What you have to do
Render every line of the records below as a Markdown table with two columns, No. and Line, numbering the rows and skipping blank lines. Leave the pictures out of the table.

(Rows taken from a pointing dataset)
##############################

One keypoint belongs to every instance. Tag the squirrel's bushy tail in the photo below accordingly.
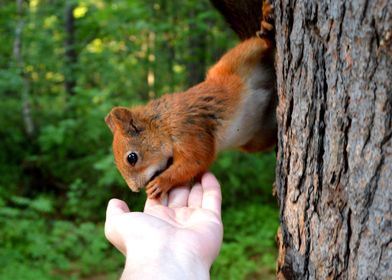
(244, 16)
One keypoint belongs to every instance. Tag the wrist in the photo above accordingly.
(165, 263)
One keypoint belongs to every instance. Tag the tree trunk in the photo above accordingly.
(196, 62)
(70, 50)
(334, 161)
(19, 63)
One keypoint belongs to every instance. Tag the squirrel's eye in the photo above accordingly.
(132, 158)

##############################

Expected answer
| No. | Line |
|---|---|
| 1 | One keypoint belongs to every instance. Tag the squirrel's bushy tail in the photo below accordingly. |
| 2 | (244, 16) |
| 3 | One keypoint belongs to every instance. Tag the wrist in the photo above accordingly. |
| 4 | (165, 263) |
| 5 | One keypoint belongs to every instance. Tag the tree trunk in the photo above accordingly. |
| 6 | (196, 62) |
| 7 | (70, 50) |
| 8 | (334, 161) |
| 9 | (19, 63) |
| 10 | One keypoint belongs to every instance. Tag the squirrel's eye in the photo above accordingly. |
| 11 | (132, 158) |